[START Given entries]

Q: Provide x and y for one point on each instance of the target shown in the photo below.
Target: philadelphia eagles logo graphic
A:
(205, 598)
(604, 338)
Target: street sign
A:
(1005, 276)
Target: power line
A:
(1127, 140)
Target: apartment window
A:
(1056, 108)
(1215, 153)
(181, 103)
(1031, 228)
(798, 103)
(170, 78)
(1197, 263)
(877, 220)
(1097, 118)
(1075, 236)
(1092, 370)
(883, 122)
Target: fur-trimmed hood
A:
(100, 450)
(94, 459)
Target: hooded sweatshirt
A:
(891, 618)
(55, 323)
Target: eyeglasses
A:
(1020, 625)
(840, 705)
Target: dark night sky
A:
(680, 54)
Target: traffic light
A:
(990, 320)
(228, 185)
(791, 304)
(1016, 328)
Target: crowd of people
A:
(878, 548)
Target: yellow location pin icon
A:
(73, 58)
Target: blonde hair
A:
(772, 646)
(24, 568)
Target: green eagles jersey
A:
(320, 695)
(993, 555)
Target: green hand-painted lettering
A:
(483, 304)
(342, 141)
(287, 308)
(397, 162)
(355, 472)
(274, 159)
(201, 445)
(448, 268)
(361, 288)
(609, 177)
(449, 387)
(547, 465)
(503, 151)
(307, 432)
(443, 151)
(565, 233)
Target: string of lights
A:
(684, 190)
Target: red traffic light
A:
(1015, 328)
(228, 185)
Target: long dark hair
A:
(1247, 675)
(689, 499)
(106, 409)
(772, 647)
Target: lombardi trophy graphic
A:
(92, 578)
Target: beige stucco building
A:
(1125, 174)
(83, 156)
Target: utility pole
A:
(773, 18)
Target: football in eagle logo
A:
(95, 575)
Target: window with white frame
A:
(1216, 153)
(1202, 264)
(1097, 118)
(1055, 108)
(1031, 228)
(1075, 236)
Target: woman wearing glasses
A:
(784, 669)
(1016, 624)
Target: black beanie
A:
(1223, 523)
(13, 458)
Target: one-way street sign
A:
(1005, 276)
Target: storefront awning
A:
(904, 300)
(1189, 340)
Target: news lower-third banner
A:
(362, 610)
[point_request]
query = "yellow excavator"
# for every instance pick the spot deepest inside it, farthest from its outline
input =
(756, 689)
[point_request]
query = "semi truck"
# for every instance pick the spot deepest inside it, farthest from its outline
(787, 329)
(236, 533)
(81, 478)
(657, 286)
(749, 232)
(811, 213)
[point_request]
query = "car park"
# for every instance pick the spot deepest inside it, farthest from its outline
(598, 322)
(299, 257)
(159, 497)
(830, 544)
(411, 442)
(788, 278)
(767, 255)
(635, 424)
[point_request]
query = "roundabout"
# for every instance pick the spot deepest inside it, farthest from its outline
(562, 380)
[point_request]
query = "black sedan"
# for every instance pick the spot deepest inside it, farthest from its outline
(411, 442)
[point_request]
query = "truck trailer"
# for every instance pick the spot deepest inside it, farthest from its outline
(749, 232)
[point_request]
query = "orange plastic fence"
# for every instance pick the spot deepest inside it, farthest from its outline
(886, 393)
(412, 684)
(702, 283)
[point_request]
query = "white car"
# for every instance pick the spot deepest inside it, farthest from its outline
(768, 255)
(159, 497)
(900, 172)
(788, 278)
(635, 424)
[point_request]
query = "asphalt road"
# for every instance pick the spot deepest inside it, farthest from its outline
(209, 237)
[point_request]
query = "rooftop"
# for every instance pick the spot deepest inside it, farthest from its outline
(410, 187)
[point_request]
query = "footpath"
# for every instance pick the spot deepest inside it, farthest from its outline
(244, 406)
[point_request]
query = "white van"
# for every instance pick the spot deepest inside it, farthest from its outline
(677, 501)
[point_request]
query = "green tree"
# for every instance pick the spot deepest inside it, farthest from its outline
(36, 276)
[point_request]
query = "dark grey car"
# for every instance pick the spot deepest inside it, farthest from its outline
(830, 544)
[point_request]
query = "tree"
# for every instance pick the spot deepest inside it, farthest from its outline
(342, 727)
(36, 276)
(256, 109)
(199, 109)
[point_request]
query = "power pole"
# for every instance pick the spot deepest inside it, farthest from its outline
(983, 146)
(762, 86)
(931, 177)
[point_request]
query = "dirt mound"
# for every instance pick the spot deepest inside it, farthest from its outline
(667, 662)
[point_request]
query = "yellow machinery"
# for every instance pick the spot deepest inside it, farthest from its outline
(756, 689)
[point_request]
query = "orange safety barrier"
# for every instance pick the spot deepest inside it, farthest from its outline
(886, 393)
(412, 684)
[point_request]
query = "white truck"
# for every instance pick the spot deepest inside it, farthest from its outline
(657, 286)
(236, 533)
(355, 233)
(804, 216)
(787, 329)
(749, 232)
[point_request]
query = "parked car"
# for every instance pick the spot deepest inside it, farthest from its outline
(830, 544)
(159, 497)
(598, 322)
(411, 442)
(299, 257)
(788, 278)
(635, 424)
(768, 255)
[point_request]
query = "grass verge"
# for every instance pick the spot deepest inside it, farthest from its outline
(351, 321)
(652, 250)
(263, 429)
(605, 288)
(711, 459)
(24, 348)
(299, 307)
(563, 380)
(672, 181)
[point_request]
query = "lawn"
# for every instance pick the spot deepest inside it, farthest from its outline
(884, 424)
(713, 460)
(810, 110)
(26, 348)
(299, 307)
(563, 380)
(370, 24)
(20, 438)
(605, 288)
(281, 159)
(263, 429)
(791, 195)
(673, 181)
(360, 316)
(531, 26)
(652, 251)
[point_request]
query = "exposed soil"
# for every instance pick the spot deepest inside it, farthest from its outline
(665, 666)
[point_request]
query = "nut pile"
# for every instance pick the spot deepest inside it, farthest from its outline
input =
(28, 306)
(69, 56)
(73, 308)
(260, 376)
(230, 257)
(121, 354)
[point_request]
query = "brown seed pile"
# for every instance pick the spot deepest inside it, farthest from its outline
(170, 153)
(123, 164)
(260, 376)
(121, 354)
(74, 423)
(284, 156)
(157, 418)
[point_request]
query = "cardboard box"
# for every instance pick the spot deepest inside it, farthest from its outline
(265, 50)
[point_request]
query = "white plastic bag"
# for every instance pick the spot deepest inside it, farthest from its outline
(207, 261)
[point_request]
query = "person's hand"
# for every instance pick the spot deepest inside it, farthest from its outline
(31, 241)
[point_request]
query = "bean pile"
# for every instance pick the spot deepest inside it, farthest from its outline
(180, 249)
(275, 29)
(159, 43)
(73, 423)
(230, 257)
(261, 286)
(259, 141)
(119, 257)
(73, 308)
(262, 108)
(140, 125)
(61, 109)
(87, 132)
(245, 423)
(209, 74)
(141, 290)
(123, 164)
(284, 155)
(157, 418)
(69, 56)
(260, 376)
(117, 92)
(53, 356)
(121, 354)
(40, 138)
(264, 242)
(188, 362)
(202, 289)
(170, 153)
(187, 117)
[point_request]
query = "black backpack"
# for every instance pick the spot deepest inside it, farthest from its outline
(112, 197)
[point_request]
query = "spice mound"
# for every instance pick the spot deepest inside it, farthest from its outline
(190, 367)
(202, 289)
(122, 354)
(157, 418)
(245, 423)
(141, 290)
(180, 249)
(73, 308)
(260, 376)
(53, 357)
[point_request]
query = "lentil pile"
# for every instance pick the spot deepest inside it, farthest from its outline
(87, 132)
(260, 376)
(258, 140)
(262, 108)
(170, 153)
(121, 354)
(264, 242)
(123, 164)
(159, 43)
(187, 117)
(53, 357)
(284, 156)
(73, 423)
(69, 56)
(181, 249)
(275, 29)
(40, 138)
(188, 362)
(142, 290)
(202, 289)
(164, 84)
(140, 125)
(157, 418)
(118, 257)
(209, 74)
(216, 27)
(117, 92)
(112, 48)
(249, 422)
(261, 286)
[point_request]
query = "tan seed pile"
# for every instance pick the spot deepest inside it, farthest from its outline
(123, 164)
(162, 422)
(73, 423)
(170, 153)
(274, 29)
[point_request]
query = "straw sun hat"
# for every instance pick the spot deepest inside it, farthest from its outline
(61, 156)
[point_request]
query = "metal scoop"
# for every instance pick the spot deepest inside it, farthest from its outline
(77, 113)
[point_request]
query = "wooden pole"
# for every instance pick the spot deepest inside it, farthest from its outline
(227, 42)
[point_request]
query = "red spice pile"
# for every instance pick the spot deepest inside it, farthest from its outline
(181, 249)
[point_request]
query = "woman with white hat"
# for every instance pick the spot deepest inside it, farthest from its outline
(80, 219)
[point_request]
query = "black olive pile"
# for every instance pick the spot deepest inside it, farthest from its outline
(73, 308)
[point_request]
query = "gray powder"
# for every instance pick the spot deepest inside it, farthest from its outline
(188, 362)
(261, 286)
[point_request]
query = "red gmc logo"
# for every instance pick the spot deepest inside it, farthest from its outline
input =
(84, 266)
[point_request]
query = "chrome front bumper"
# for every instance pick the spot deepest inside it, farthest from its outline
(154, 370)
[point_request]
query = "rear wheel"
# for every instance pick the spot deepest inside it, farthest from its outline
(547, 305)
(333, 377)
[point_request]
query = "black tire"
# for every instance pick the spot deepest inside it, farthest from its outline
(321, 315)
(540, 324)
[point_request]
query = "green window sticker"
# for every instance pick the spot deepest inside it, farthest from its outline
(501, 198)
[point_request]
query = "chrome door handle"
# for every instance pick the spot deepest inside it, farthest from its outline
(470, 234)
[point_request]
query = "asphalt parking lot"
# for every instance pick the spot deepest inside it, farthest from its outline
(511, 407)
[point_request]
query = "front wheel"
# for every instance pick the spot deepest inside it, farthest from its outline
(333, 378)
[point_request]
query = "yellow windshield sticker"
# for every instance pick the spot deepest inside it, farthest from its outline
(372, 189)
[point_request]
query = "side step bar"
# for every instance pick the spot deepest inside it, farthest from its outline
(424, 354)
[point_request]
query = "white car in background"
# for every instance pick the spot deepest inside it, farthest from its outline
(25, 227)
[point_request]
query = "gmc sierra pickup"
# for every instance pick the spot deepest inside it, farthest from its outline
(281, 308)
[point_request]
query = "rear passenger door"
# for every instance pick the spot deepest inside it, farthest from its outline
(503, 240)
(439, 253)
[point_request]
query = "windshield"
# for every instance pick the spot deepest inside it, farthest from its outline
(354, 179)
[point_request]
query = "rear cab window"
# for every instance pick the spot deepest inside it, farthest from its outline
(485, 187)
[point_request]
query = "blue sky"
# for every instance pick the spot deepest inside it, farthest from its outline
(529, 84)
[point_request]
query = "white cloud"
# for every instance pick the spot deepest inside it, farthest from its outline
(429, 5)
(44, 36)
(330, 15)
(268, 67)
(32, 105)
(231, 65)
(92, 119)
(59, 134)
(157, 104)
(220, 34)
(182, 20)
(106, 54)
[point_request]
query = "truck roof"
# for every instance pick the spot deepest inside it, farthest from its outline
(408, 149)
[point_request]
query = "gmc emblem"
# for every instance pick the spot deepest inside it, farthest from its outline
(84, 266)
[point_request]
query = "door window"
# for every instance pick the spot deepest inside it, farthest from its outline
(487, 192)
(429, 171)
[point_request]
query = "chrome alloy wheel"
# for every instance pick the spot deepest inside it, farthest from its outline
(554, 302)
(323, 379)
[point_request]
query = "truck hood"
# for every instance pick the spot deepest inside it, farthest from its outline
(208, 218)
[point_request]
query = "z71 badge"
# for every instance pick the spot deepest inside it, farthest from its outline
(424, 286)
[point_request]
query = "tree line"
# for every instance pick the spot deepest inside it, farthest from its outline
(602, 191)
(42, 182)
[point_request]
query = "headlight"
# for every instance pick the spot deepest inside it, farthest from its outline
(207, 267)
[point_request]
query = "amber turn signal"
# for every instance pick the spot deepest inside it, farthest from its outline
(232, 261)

[END Given entries]

_Written request_
Lay out the records as a numbered list with blank lines left out, from the first line up to and including the line that contains "(1016, 328)".

_Final answer_
1. Q: Provide x and y for one point on each instance of the target shown in the photo below.
2. Target: philadelphia eagles logo graphic
3. A:
4. (205, 598)
5. (604, 338)
6. Target: street sign
7. A:
8. (1005, 276)
9. Target: power line
10. A:
11. (1127, 140)
12. Target: apartment window
13. A:
14. (1056, 108)
15. (1215, 153)
16. (181, 103)
17. (1031, 228)
18. (798, 103)
19. (170, 78)
20. (1197, 263)
21. (877, 220)
22. (1097, 118)
23. (1075, 236)
24. (1092, 370)
25. (883, 122)
26. Target: fur-trimmed hood
27. A:
28. (100, 450)
29. (94, 459)
30. Target: hooded sweatshirt
31. A:
32. (891, 618)
33. (55, 323)
34. Target: eyeglasses
35. A:
36. (1020, 625)
37. (840, 705)
38. Target: dark night sky
39. A:
40. (680, 54)
41. Target: traffic light
42. A:
43. (990, 320)
44. (228, 185)
45. (791, 304)
46. (1016, 328)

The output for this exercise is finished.